───── Fragment
Nie o to jednak chodziło w moim pytaniu, chciałem na konkretnym przykładzie zwrócić uwagę, że tylko w samym centrum Katowic są miejsca oddalone o 2 do 3km pomiędzy którymi praktycznie nie ma możliwości przemieszczać się inaczej jak samochodem lub pieszo bądź rowerem. Tylko, że te dwa pozostałe sposoby nie każdemu, a przynajmniej nie w każdej sytuacji muszą odpowiadać.


Na górę strony
 Zobacz profil  
Cytuj  
 Post Tytuł: Re: Buspasy, a zrównoważony rozwój transportu
Napisane: Pt 9.08.2013, 8:03 

Dołączył(a): Pn 13.02.2006, 10:34
Posty: 2085
Lokalizacja:
50°23 N 18°57 E
Ludw_K napisał(a):
Moja biegłość (a raczej "spacerowość") angielskiego powoduje, że na razie zrezygnowałem z zapoznania się z powyższym artykułem, jednakże temat jest mi znany z jakiegoś artykułu w języku polskim który czytałem już dawno, więc nie pamietam źródła, ale chyba w jakiejś gazecie papierowej. Tam też pisano o wychodzeniu samochodu z mody. Uważam to za dość nonsensowne, że nie powiem bzdurne podejście do tematu. Moim zdaniem, rzecz polega na tym, że dla wielu młodych ludzi zmniejszyła się (i to być może znacznie) potrzeba mobilności. Coraz częściej bowiem pracę wykonywać mogą w domu, oczywiście przed klawiaturą i monitorem, podobnie ów monitor w zupełności wystarcza im do poznawania kraju i świata, do uczestnictwa w imprezach kulturalnych i sportowych oraz do wszelkich kontaktów towarzyskich. W tej sytuacji samochód staje się zbędny, bo oczywiście przy bardzo małej ilości podróży tak jest. Co więcej, korzystając z komunikacji zbiorowej można też nie odrywać oczu od monitora do którego niektórzy zaczynają "przyrastać", a jeszcze gorsze, że pozwala to by niemal cały czas być "pod wpływem .... ". W tej sytuacji powstaje nawet moda na nie posiadanie samochodu i prawa jazdy. Tylko czy to na pewno jest dobre, czy jest to bardziej zdrowe i prostymi słowy bardziej ludzkie ?
Przypuszczam, ze zbliżoną do 100% pewnością, że ta młodzież w ciągu każdego roku pokonuje dużo, dużo mniej kilometrów niż ich rówieśnicy sprzed 10-ciu czy 20-tu laty. Podobnie, obecnie ci którzy prawa jazdy dobrowolnie nie posiadają są znacznie mniej mobilni od tych którzy je posiadają.
──────────
───── Materiał
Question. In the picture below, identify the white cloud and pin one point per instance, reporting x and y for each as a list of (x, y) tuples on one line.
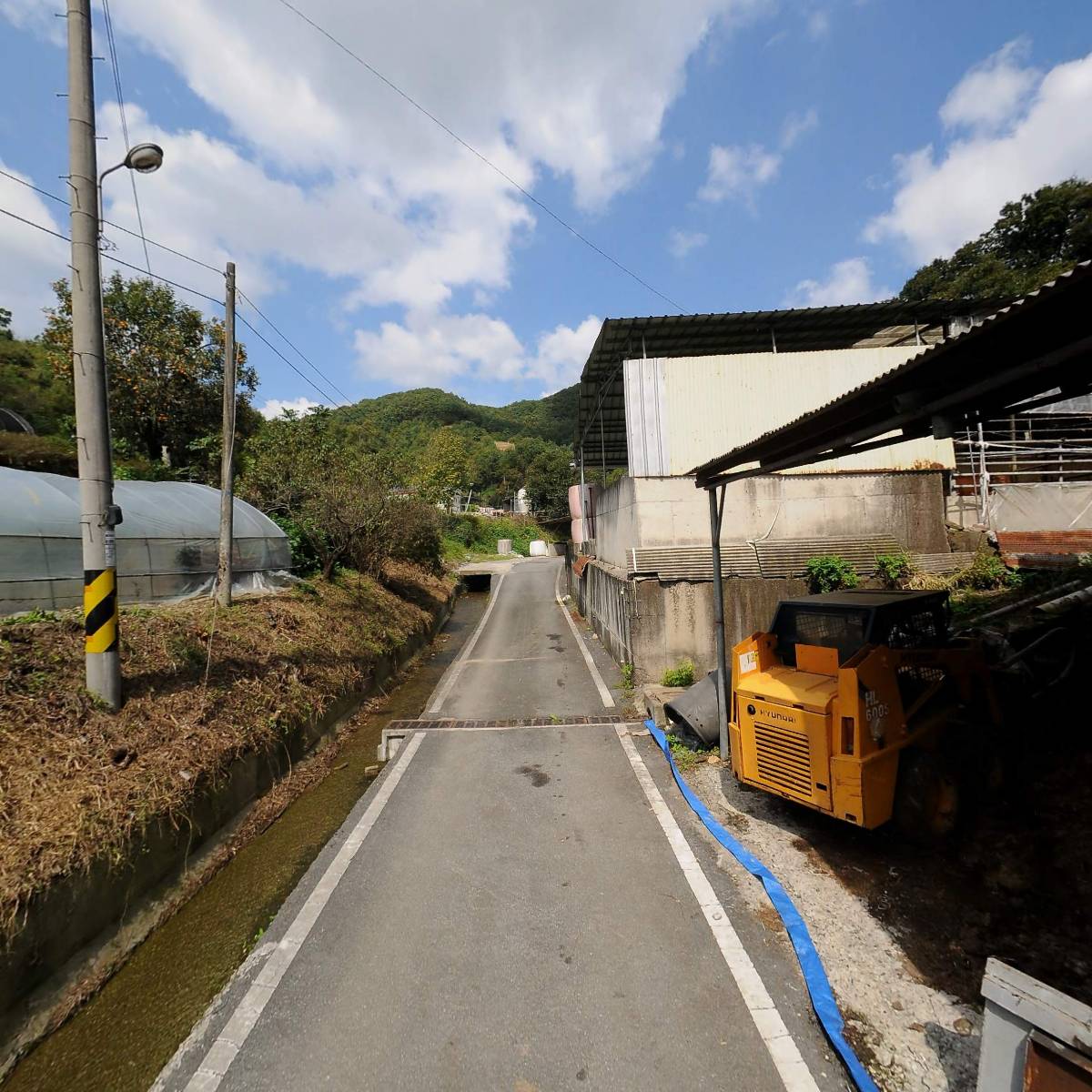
[(681, 243), (796, 126), (326, 169), (738, 172), (741, 170), (276, 408), (32, 260), (441, 349), (992, 92), (849, 282), (945, 199), (561, 354), (818, 23)]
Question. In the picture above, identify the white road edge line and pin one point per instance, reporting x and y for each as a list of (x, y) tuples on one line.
[(457, 669), (211, 1071), (791, 1067), (596, 678)]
──────────
### Zadania do wykonania
(a) Wypisz z fragmentu o transporcie część, która zaczyna się od słów zawierających „Przypuszczam, ze zbliżoną” i kończy na „którzy je posiadają.”.
(b) Podejmij wątek fragmentu o transporcie i pisz dalej od jego ostatniego zdania.
Wykaz pochodzi z innego źródła niż fragment o transporcie.

### Wyniki
(a)
Przypuszczam, ze zbliżoną do 100% pewnością, że ta młodzież w ciągu każdego roku pokonuje dużo, dużo mniej kilometrów niż ich rówieśnicy sprzed 10-ciu czy 20-tu laty. Podobnie, obecnie ci którzy prawa jazdy dobrowolnie nie posiadają są znacznie mniej mobilni od tych którzy je posiadają.

(b)
Sama liczba przebytych kilometrów o niczym jeszcze nie świadczy. Przykładowo, mogę zrobić zakupy w sklepie oddalonym od domu o kilkaset metrów albo o kilkanaście kilometrów. W tym drugim przypadku oczywiście będę sumarycznie miał o te ileś kilometrów więcej. Tyle że w jednym i drugim przypadku chodzi mi o to samo - o zrobienie zakupów.
Inna sprawa, ci bez prawa jazdy pewnie rzeczywiście są mniej skłoni do przeprowadzki na przedmieścia. Tyle czy to źle?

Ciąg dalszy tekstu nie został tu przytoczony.